[WORK TO COMPLETE]: Give the records back in full, exactly as they read.

[DATA]:
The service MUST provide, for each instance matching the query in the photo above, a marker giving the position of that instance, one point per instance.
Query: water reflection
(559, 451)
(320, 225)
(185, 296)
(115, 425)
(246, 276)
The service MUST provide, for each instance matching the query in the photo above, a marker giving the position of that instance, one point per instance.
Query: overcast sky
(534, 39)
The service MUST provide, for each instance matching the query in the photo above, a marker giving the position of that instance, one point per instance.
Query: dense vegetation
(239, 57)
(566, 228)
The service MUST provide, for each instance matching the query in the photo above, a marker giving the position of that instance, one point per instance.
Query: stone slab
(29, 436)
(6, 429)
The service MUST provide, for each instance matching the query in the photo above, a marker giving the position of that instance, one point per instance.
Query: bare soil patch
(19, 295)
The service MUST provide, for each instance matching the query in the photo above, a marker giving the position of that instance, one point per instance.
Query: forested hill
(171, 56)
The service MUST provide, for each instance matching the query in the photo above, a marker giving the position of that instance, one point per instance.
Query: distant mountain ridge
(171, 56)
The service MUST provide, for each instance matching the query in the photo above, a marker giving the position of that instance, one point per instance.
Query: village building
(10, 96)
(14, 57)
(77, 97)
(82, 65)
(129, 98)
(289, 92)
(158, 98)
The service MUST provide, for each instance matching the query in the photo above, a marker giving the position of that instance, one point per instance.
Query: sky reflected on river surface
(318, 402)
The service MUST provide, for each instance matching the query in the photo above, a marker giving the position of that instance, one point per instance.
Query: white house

[SOLUTION TO THE PROBLEM]:
The service MUST provide, for each instance matching the query in the photo above, a marker giving the position of that instance, one point per instance.
Query: water reflection
(559, 451)
(320, 225)
(185, 296)
(115, 425)
(246, 276)
The service MUST provide, for each instance matching the query in the photo above, a marker giving the position of that instance, one point per instance.
Query: overcast sky
(534, 39)
The service MUST provide, for each instance matching the query in the photo above, a marker giving the position of that instance, one point per instance.
Query: dense vegetation
(239, 57)
(566, 228)
The service MUST provide, for each instance matching the query in the photo above, a marker giving the position of that instance, one point per instance.
Query: stone slab
(29, 436)
(6, 429)
The service MUST provide, for each instance matching the query in the photo above, a marker giving the position of that instance, one point per instance.
Query: bare soil patch
(19, 295)
The service MUST provide, for each instance matching the query in the photo above, a marker giving the position of that instance, one point per instance.
Query: forested hill
(171, 56)
The service MUST provide, for each instance matching the query in the photo above, a marker giving the position of that instance, one point per instance.
Query: distant mountain ridge
(171, 56)
The service MUST provide, for each instance matching the query in the photo above, a marker giving the position of that instance, one point per instance.
Query: village building
(10, 96)
(14, 57)
(77, 97)
(82, 65)
(129, 98)
(289, 92)
(158, 98)
The service MUST provide, for each instance matching the query in the photo above, a marker giving the position of that instance, one point per instance.
Query: sky reflected on river surface
(318, 402)
The service MUST provide, for each instance matching the query in the photo above, a marker giving the position of that instance, one point per instance.
Query: white house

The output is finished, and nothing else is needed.